Task material:
--
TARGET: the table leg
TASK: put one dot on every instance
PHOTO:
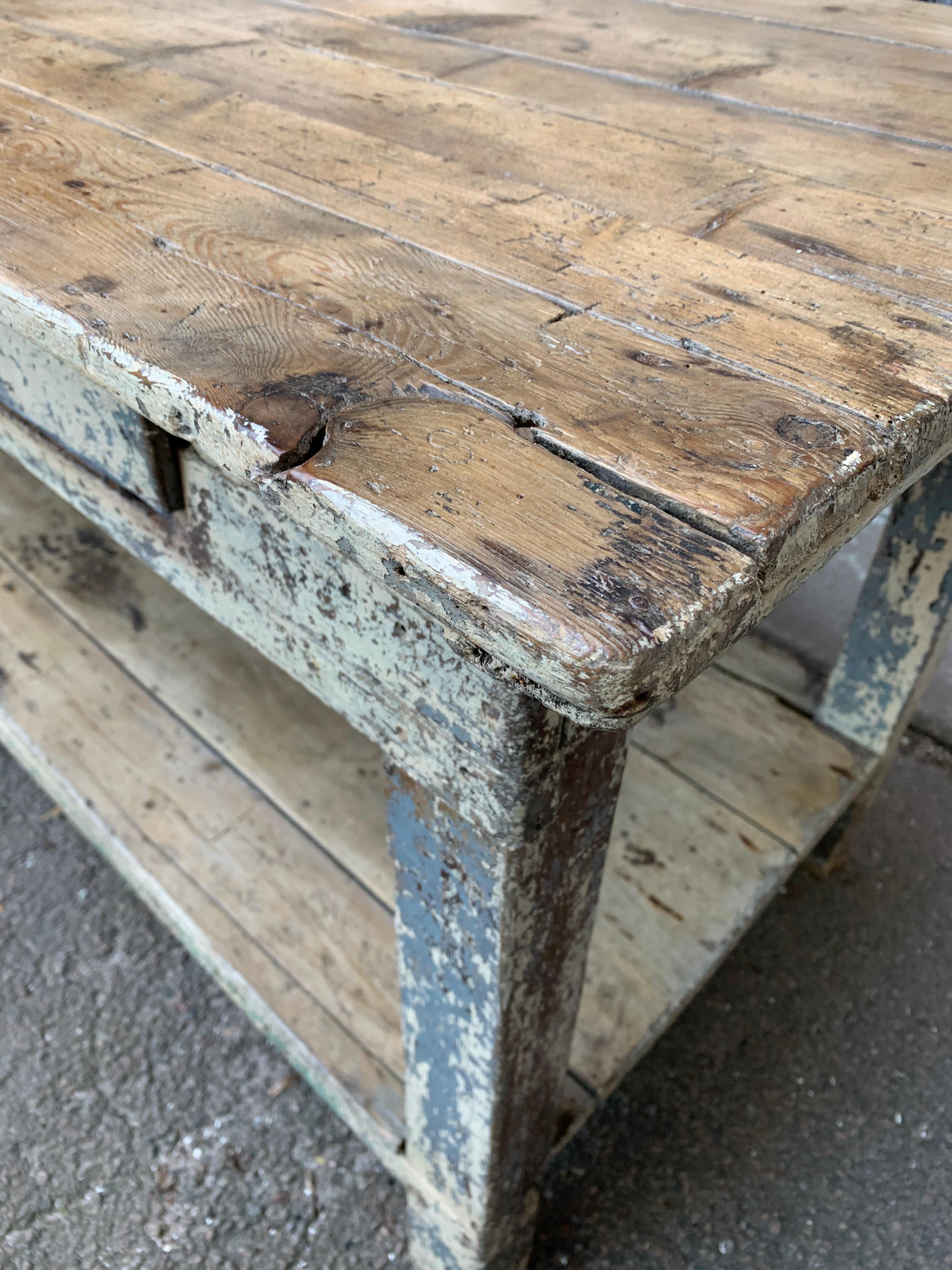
(899, 632)
(493, 935)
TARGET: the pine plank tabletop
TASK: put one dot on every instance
(591, 329)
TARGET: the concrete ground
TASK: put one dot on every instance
(799, 1114)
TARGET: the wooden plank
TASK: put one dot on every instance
(542, 632)
(365, 652)
(315, 768)
(887, 88)
(890, 21)
(758, 756)
(285, 930)
(630, 449)
(688, 867)
(776, 144)
(723, 796)
(82, 417)
(685, 878)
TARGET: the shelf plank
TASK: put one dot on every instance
(300, 945)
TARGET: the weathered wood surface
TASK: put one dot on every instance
(93, 425)
(540, 629)
(900, 625)
(365, 652)
(688, 865)
(771, 416)
(492, 943)
(301, 947)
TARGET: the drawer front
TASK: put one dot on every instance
(87, 421)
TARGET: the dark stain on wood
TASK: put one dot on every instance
(812, 433)
(809, 246)
(94, 285)
(296, 413)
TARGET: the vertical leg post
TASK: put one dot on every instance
(900, 629)
(493, 929)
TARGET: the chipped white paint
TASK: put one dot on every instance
(367, 653)
(540, 656)
(900, 626)
(81, 416)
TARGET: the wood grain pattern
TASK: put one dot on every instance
(690, 865)
(282, 928)
(796, 333)
(758, 393)
(889, 21)
(807, 73)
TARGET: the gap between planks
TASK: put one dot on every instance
(699, 845)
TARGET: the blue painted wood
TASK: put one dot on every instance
(900, 628)
(493, 935)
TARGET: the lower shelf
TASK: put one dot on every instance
(251, 818)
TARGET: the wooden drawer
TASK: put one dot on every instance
(89, 422)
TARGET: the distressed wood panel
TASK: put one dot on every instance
(890, 21)
(825, 475)
(685, 878)
(688, 872)
(900, 625)
(285, 931)
(370, 656)
(492, 941)
(305, 758)
(544, 633)
(757, 755)
(81, 416)
(888, 88)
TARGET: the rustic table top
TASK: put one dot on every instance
(592, 328)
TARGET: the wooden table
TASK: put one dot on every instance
(485, 371)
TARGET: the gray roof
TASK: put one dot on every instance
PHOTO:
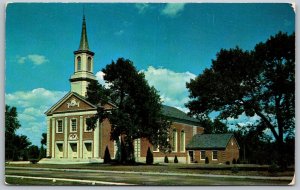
(175, 114)
(209, 141)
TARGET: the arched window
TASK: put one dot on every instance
(89, 68)
(182, 141)
(174, 143)
(78, 63)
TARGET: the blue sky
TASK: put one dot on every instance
(171, 43)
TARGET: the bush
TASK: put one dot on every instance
(206, 160)
(149, 157)
(107, 158)
(234, 161)
(166, 159)
(234, 169)
(175, 159)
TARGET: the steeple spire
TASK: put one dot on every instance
(84, 45)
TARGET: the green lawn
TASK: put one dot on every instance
(244, 170)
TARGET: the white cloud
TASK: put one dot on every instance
(31, 106)
(173, 9)
(119, 33)
(142, 7)
(33, 58)
(171, 85)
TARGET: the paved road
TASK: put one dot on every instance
(145, 178)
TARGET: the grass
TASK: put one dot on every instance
(244, 170)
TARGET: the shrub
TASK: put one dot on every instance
(166, 159)
(107, 158)
(149, 157)
(234, 169)
(234, 161)
(175, 159)
(206, 160)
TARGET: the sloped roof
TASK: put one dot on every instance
(175, 114)
(209, 141)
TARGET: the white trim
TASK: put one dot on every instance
(74, 113)
(71, 125)
(182, 140)
(174, 139)
(85, 126)
(66, 137)
(62, 126)
(48, 136)
(53, 137)
(201, 154)
(80, 136)
(212, 154)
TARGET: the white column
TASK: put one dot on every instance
(65, 148)
(48, 136)
(80, 136)
(96, 141)
(53, 137)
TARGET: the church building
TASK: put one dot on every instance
(68, 138)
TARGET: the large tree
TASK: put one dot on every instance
(137, 112)
(14, 144)
(259, 82)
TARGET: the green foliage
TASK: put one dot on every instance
(175, 159)
(259, 82)
(149, 157)
(166, 159)
(107, 158)
(206, 160)
(213, 127)
(138, 106)
(14, 144)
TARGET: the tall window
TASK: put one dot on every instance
(86, 126)
(215, 155)
(73, 125)
(202, 155)
(89, 68)
(78, 63)
(182, 141)
(174, 143)
(59, 126)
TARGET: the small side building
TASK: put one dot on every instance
(218, 148)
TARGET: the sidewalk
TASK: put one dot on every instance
(288, 178)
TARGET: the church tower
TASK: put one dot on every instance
(83, 64)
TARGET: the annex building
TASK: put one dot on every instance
(69, 139)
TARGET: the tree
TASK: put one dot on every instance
(260, 82)
(14, 144)
(137, 112)
(149, 157)
(213, 127)
(107, 158)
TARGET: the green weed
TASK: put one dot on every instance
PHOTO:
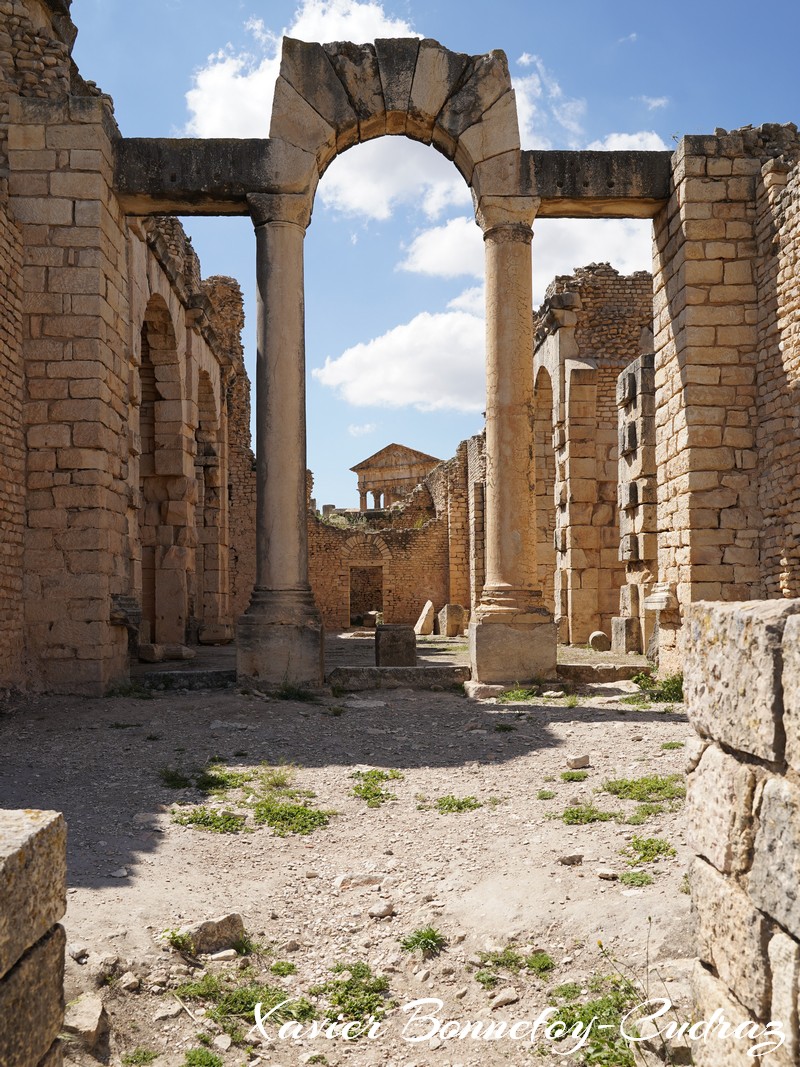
(428, 940)
(368, 786)
(138, 1056)
(652, 787)
(285, 817)
(636, 878)
(209, 818)
(584, 813)
(646, 849)
(355, 993)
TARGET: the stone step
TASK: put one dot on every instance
(354, 679)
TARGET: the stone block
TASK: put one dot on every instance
(790, 685)
(709, 1049)
(505, 653)
(598, 641)
(424, 625)
(774, 878)
(272, 653)
(32, 879)
(213, 935)
(784, 964)
(308, 69)
(626, 635)
(733, 673)
(356, 67)
(32, 1002)
(451, 620)
(397, 59)
(396, 646)
(719, 806)
(731, 936)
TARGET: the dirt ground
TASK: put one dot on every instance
(485, 878)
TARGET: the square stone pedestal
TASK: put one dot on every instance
(504, 653)
(277, 653)
(396, 646)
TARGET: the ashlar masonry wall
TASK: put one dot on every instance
(12, 450)
(742, 690)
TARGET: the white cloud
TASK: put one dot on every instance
(232, 95)
(432, 363)
(544, 112)
(654, 102)
(473, 300)
(372, 179)
(643, 140)
(562, 244)
(450, 250)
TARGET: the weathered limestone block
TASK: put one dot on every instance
(484, 81)
(396, 646)
(451, 620)
(784, 962)
(32, 1002)
(357, 69)
(732, 936)
(88, 1020)
(709, 1050)
(733, 673)
(790, 681)
(213, 935)
(32, 879)
(397, 59)
(625, 635)
(424, 624)
(294, 120)
(436, 74)
(774, 878)
(719, 805)
(598, 641)
(308, 69)
(496, 133)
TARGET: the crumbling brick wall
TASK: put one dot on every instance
(12, 449)
(742, 689)
(591, 324)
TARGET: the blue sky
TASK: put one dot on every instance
(394, 259)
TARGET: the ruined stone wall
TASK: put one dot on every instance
(12, 450)
(476, 481)
(636, 505)
(32, 941)
(744, 815)
(414, 562)
(591, 324)
(706, 314)
(778, 239)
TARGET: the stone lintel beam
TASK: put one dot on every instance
(206, 176)
(597, 185)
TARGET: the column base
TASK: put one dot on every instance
(508, 652)
(280, 639)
--
Instructions to follow: Print exactly the lines running from the start of the entries above to the line with "TARGET: the arched window", both included; leave out any pictures.

Answer box:
TARGET: the table leg
TASK: put one dot on every instance
PHOTO:
(899, 632)
(493, 935)
TARGET: the pine plank tabletop
TASK: put one dot on every instance
(591, 329)
TARGET: the concrete ground
TASK: put one dot on every instance
(799, 1114)
TARGET: the wooden plank
TASK: put one dot on every instance
(542, 632)
(365, 652)
(315, 768)
(887, 88)
(890, 21)
(758, 756)
(285, 930)
(630, 449)
(688, 867)
(776, 144)
(723, 796)
(82, 417)
(685, 878)
TARGET: the shelf plank
TASK: put one dot on every instance
(300, 945)
TARGET: the weathered wood surface
TASK: put one dot on every instance
(93, 425)
(540, 629)
(900, 625)
(365, 652)
(688, 865)
(771, 416)
(492, 943)
(301, 947)
TARGET: the drawer front
TASK: put one dot on every instance
(87, 421)
TARGET: the dark stain on wood
TASK: put one dot on every instance
(812, 433)
(809, 246)
(94, 285)
(296, 413)
TARGET: the vertical leg post
TASK: put one dot on every instance
(900, 629)
(493, 929)
TARGET: the chipped white paint
TASK: put one dot on every instance
(367, 653)
(540, 656)
(900, 626)
(81, 416)
TARGET: the wood grain pattern
TASK: put one dot on every instance
(690, 865)
(282, 928)
(796, 333)
(758, 393)
(889, 21)
(807, 73)
TARGET: the gap between planks
TASK: put one dot on every instance
(699, 845)
TARGET: the blue painted wood
TASK: put one dot on every instance
(900, 628)
(493, 935)
TARGET: the lower shelf
TASK: put one dot on every instance
(251, 818)
TARGET: the wooden drawer
TASK: put one dot on every instance
(89, 422)
TARGET: the distressed wood panel
TASK: put one dot on every instance
(890, 21)
(825, 475)
(685, 878)
(688, 872)
(900, 625)
(285, 931)
(370, 656)
(492, 941)
(305, 758)
(544, 633)
(757, 755)
(81, 416)
(888, 88)
TARGET: the rustic table top
TASK: put one dot on every instance
(592, 328)
TARGET: the wooden table
TASK: put one dot on every instance
(485, 371)
TARGET: the gray roof
TASK: put one dot on every instance
PHOTO:
(175, 114)
(209, 141)
TARGET: the arched window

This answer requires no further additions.